Locate each line in the items below that contains the word "service", treating uppercase and lowercase as different, and copy those lines.

Stored records:
+++++
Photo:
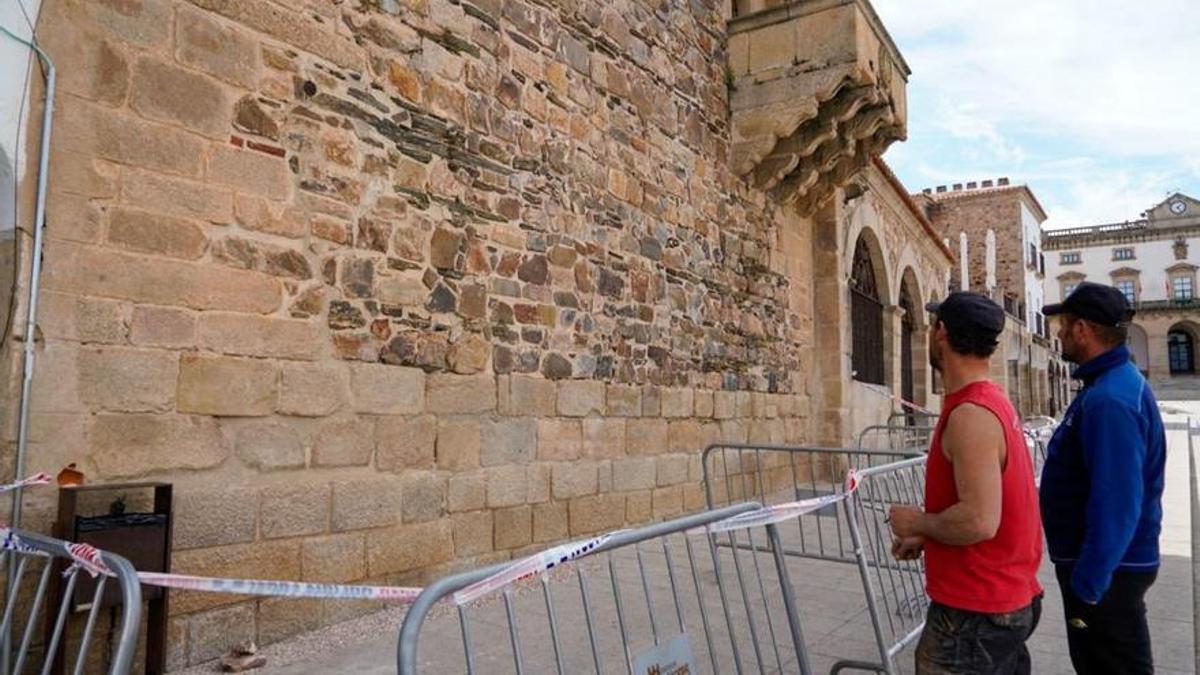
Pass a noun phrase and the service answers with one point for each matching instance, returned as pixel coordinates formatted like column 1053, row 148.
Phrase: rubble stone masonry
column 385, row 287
+++++
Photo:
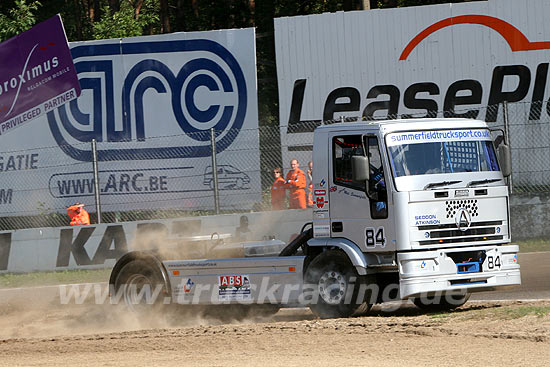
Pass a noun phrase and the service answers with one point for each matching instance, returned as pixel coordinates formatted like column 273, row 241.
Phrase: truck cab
+++++
Solved problem:
Pass a noun phrase and the service answers with one point for each matching instance, returned as pixel coordinates formatted like column 1053, row 148.
Pass a noun phrase and the service answers with one point for each matching instance, returned as pixel coordinates formatted like column 273, row 241.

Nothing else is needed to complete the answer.